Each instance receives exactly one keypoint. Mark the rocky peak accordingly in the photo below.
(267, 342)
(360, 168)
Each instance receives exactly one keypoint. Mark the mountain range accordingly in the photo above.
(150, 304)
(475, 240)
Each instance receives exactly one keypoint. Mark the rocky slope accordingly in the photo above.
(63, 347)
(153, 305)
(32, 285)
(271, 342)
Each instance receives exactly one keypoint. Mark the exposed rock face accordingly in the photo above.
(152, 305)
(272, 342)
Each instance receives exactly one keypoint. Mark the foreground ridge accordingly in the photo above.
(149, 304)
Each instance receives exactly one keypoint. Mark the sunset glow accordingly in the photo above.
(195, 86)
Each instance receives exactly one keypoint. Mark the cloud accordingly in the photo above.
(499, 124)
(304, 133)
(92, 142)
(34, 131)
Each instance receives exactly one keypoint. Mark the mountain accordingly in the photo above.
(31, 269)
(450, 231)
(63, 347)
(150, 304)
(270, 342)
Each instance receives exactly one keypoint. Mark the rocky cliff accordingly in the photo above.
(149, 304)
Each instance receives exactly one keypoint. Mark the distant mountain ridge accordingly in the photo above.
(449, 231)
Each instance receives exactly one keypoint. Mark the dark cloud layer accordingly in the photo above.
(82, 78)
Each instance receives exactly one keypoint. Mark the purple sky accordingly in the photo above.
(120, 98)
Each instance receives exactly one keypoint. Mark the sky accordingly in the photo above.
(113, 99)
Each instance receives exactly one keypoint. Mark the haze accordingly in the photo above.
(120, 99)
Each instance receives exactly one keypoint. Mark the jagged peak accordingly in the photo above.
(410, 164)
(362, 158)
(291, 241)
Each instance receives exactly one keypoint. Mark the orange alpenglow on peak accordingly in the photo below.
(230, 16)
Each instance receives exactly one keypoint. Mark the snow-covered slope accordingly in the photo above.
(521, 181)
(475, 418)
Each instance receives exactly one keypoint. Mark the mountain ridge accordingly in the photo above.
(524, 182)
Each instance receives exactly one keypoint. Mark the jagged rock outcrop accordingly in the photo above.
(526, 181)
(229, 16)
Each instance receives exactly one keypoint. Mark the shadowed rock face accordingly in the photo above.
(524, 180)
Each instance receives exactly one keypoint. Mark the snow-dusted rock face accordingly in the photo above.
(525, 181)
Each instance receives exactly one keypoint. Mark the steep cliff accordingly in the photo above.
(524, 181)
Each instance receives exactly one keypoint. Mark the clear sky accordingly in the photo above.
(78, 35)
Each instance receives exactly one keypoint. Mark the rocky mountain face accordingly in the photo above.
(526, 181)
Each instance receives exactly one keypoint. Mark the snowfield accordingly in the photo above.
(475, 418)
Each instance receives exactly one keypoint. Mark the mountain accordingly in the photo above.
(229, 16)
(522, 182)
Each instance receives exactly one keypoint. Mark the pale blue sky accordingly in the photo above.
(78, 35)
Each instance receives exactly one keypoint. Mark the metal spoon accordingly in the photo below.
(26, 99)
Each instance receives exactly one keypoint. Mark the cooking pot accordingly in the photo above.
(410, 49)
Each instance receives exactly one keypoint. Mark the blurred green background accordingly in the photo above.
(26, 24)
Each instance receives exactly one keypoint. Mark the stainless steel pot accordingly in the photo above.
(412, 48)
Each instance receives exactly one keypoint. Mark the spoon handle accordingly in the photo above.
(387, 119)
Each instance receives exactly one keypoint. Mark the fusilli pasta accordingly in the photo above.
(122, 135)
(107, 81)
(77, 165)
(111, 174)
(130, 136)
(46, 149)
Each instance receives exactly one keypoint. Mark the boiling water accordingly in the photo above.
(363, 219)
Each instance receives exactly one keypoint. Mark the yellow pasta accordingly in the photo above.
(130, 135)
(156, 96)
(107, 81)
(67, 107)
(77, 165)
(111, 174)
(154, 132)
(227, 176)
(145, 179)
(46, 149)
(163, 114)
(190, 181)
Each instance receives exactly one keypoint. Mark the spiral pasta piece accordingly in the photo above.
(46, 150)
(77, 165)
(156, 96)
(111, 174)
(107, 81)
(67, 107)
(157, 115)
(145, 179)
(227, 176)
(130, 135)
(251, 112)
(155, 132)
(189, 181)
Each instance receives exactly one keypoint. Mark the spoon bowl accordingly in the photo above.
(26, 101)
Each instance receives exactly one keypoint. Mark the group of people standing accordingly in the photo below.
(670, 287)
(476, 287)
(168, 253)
++++++++
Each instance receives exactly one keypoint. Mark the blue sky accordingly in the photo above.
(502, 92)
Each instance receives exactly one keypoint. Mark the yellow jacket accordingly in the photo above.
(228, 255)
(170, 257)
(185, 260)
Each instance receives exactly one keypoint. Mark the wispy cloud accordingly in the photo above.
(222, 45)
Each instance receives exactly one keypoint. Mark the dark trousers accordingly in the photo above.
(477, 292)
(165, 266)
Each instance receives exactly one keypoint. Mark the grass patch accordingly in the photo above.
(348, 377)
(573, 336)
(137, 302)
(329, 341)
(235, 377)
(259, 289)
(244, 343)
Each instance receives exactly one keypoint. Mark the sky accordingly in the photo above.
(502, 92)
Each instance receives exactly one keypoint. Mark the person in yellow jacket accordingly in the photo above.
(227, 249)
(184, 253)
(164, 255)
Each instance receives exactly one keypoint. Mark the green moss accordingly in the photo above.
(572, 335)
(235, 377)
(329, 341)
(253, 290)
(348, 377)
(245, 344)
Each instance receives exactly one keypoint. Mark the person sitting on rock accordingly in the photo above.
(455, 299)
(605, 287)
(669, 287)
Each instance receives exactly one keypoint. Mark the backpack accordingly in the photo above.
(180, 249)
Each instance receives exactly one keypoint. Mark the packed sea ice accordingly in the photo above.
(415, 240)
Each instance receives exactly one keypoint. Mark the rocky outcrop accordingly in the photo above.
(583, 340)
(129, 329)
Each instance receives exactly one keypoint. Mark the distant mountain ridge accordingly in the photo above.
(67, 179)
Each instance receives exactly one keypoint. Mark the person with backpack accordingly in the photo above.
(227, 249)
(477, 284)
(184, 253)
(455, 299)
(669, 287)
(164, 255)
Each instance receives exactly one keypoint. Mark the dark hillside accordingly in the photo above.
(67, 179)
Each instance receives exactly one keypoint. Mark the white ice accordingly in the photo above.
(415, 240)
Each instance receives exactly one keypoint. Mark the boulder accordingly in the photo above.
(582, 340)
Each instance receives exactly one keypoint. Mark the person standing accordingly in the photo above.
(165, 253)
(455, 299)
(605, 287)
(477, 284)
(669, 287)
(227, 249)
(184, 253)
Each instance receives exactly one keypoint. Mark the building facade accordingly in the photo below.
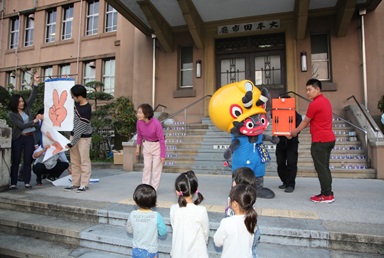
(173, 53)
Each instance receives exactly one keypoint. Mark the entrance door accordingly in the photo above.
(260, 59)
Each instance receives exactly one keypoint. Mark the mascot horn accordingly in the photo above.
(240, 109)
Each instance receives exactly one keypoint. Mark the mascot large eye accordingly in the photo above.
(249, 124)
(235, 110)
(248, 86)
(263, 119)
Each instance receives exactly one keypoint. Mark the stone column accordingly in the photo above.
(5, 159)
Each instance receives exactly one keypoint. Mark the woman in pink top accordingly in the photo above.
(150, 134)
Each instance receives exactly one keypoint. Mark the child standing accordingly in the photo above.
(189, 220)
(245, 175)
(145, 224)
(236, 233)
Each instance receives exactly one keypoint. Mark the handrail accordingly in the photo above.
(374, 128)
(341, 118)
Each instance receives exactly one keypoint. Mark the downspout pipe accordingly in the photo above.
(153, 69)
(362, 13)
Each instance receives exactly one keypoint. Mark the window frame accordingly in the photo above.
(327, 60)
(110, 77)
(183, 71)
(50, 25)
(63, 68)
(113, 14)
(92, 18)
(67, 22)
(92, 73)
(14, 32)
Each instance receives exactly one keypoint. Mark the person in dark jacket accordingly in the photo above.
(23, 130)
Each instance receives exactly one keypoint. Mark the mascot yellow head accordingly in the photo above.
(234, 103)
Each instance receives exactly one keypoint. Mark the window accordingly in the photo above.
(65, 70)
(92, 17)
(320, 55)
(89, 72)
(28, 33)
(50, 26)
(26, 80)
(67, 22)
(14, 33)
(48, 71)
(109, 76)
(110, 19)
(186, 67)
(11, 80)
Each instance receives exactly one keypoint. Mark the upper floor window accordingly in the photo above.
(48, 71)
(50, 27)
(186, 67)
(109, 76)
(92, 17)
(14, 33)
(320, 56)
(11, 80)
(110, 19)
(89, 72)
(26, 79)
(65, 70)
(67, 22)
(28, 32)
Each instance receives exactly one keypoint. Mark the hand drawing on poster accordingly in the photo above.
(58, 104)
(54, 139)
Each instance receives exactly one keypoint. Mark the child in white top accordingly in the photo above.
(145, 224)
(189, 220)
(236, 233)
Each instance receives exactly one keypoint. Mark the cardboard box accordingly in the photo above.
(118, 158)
++++++++
* _EXERCISE REQUIREMENTS_:
Counting case-sensitively, how many lines in the entries above contain the string "standing"? Reply with the number alone.

* _TASK SOLUTION_:
3